[Natural language region descriptions]

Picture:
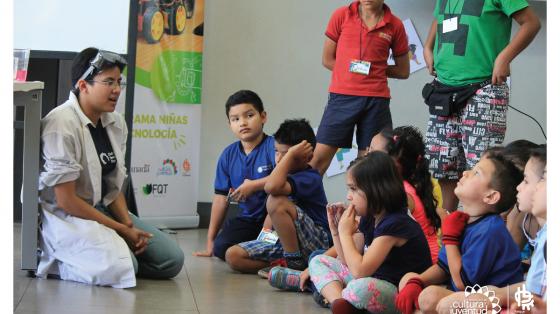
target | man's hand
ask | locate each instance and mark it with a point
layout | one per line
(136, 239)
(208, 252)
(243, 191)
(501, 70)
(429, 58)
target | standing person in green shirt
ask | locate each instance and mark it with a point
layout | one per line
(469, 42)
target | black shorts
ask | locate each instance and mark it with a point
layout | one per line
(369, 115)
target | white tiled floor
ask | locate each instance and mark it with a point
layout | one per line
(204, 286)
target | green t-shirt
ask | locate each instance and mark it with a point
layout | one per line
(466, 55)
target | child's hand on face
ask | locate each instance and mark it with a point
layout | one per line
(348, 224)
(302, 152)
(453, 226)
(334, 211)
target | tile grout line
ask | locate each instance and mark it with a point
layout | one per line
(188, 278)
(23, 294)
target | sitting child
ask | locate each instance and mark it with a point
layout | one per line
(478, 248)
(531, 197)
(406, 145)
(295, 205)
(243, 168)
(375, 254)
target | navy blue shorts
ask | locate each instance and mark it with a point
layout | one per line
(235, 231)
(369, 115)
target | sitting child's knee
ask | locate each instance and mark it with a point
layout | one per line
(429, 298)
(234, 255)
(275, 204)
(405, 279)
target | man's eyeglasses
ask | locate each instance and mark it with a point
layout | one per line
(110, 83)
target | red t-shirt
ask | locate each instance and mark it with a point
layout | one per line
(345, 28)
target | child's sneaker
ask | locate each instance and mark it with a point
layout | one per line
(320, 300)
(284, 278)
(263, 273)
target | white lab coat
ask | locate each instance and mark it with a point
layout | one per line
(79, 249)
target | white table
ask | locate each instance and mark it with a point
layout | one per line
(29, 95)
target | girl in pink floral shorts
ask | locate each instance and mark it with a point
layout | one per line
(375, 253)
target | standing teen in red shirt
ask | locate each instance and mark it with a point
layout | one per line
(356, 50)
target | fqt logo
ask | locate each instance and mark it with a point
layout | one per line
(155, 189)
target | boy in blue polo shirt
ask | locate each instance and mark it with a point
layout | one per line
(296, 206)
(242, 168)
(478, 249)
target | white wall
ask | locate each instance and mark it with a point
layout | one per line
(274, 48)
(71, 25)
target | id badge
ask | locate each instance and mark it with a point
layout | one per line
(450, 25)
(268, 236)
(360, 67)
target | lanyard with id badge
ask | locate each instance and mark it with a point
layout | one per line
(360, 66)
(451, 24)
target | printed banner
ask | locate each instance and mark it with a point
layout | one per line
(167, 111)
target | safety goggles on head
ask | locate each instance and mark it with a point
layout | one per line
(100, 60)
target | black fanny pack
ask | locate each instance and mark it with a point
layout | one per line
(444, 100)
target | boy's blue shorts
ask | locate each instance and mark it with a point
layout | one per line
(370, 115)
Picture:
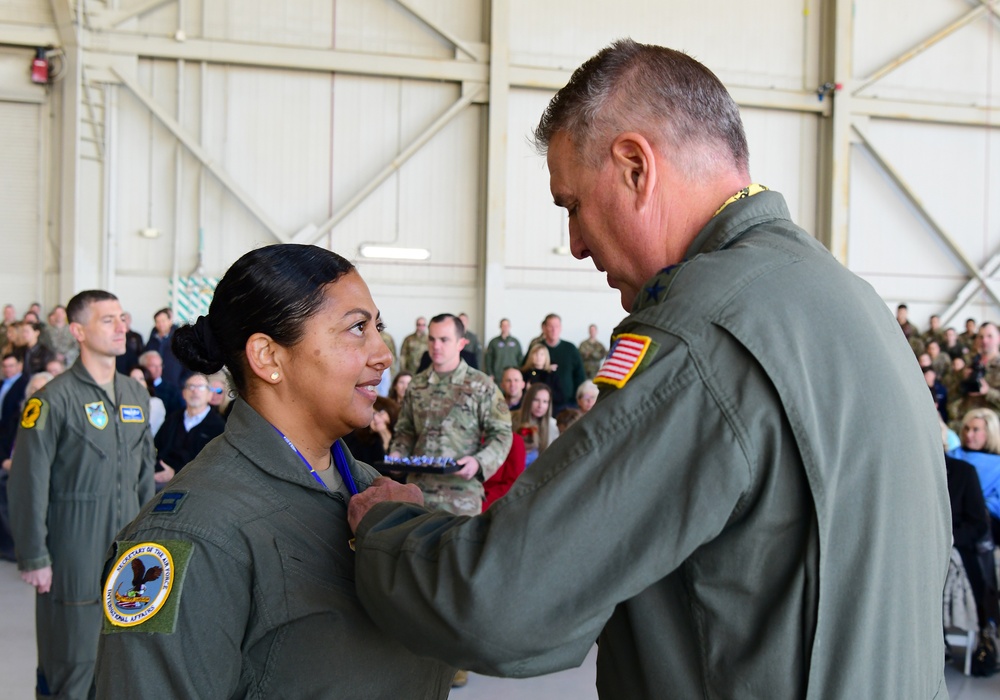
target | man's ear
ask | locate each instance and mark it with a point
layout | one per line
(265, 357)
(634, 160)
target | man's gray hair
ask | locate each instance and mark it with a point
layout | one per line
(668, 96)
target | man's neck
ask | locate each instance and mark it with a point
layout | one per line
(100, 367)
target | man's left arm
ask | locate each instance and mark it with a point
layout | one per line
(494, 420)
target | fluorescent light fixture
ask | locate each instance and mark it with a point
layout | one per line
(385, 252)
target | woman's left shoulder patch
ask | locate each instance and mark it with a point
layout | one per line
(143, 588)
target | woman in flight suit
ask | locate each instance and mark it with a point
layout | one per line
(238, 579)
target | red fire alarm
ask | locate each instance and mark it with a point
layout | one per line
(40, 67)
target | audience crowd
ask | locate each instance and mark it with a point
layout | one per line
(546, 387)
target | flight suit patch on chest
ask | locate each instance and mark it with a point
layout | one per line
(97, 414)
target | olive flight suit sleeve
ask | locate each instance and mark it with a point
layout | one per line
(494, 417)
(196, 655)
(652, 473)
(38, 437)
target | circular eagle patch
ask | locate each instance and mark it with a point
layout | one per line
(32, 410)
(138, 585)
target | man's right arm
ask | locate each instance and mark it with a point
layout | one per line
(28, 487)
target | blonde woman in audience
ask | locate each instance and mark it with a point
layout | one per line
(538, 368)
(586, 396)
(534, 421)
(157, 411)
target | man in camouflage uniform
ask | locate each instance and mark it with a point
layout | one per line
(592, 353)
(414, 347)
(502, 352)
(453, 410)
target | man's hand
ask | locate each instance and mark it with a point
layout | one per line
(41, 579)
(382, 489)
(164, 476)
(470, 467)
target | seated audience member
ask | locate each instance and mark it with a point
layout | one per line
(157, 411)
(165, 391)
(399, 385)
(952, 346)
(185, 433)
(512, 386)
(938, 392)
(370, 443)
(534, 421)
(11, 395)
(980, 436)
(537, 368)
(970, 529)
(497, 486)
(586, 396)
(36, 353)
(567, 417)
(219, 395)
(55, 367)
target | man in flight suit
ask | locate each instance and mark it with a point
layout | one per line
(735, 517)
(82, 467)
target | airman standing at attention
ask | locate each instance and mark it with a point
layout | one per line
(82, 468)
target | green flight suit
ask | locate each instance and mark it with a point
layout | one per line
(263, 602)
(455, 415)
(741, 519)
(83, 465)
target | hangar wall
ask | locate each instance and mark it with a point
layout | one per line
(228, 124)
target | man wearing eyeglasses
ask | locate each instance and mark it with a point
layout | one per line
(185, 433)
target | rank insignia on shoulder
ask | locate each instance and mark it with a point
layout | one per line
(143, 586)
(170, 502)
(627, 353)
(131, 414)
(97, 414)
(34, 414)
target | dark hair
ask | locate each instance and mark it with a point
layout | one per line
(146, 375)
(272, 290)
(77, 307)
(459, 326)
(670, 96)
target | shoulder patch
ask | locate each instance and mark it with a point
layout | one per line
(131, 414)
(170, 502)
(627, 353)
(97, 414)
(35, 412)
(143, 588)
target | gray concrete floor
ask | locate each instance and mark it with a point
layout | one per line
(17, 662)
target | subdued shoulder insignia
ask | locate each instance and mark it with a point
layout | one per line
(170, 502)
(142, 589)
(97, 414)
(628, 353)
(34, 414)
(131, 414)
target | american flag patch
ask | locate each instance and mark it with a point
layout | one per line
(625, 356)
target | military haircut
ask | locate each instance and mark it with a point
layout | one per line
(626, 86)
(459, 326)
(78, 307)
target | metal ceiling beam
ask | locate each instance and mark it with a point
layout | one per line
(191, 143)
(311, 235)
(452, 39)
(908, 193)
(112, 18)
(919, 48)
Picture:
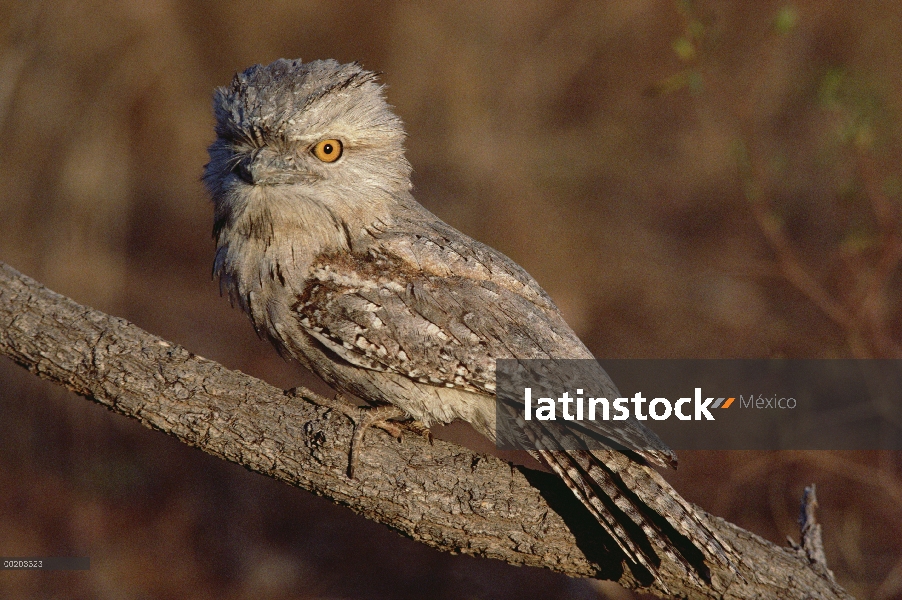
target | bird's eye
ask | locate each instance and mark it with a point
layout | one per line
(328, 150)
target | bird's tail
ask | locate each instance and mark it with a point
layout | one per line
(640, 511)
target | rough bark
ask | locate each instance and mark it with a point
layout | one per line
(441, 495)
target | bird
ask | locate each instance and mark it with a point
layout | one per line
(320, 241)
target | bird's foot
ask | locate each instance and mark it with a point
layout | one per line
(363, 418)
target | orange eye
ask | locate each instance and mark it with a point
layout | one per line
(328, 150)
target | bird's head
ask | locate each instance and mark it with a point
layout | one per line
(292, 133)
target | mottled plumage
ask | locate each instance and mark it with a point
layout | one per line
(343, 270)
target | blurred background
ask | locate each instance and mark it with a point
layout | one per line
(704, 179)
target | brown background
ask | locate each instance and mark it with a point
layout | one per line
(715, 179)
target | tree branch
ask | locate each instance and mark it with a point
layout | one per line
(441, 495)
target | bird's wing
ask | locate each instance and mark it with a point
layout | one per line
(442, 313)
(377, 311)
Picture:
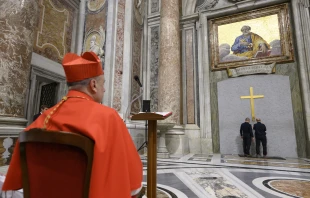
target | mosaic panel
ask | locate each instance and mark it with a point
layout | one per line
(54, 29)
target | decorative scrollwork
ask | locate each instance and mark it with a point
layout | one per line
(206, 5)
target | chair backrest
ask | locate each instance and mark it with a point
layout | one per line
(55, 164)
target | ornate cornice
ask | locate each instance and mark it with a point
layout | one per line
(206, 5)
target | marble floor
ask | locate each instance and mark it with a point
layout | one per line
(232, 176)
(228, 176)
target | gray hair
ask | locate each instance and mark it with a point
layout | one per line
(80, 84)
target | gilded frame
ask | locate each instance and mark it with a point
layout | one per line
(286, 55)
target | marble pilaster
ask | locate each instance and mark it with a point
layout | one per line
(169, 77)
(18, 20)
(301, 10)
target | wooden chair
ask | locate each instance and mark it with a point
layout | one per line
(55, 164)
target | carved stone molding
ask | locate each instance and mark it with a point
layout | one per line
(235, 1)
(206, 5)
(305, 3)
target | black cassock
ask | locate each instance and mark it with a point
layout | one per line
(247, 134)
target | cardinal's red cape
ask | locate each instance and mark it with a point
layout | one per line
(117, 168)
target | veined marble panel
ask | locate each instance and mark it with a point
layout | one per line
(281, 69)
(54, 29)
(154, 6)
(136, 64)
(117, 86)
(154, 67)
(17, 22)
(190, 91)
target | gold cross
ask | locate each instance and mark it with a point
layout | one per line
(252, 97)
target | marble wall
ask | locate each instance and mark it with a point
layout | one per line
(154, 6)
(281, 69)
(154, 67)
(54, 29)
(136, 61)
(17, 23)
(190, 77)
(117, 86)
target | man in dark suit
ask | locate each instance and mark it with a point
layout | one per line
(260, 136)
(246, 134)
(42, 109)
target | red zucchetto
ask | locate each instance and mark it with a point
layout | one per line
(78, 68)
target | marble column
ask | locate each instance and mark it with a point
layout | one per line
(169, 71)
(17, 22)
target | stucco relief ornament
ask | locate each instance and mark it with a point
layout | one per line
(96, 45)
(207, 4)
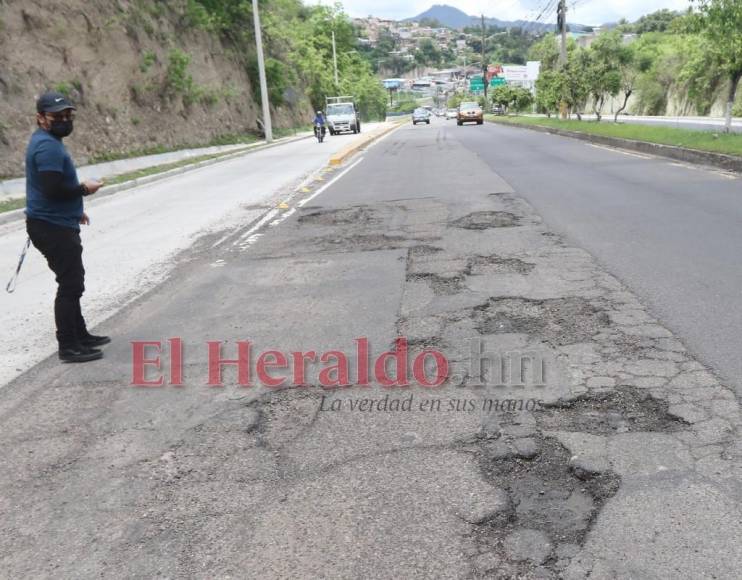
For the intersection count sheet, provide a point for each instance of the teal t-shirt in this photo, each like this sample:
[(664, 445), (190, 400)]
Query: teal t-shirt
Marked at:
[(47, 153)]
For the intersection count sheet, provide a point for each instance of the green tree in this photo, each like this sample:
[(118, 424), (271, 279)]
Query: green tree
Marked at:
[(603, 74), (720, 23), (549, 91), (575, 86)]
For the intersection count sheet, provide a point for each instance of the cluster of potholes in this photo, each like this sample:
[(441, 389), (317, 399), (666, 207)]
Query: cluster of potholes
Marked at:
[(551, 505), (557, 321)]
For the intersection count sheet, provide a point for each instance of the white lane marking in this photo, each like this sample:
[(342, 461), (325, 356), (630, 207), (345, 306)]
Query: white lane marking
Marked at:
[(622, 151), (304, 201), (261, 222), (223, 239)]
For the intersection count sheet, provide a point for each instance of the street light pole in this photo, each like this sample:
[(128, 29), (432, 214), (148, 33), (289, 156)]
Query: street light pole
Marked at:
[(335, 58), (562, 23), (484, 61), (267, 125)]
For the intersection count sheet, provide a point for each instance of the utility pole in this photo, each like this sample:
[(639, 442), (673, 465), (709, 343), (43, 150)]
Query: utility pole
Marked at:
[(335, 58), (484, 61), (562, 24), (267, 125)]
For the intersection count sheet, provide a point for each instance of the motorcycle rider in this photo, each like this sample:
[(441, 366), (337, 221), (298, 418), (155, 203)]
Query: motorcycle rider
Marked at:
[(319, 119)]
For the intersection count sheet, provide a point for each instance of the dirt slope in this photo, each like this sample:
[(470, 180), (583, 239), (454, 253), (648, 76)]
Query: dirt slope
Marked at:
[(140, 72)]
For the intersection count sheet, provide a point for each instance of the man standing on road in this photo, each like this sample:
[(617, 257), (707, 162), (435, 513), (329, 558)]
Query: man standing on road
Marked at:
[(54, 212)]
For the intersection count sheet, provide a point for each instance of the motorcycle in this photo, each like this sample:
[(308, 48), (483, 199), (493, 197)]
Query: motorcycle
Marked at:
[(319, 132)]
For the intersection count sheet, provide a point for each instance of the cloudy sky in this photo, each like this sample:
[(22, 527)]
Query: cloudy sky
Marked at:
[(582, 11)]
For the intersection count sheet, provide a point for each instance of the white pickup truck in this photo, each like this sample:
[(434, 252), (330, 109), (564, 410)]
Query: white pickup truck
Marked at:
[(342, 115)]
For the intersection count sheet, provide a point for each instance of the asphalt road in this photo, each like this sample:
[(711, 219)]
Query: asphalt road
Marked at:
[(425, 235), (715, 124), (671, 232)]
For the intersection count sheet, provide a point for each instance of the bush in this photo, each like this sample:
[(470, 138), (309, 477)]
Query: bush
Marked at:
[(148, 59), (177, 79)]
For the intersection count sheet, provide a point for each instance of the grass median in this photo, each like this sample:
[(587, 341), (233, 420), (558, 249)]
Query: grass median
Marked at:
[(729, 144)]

• _Work item_:
Please list every line of the records that contains "dirt".

• _Solution to this task_:
For the intersection count sheet, provide a point for each instance of the dirt slope in this photo, each like this sample:
Query: dirt slope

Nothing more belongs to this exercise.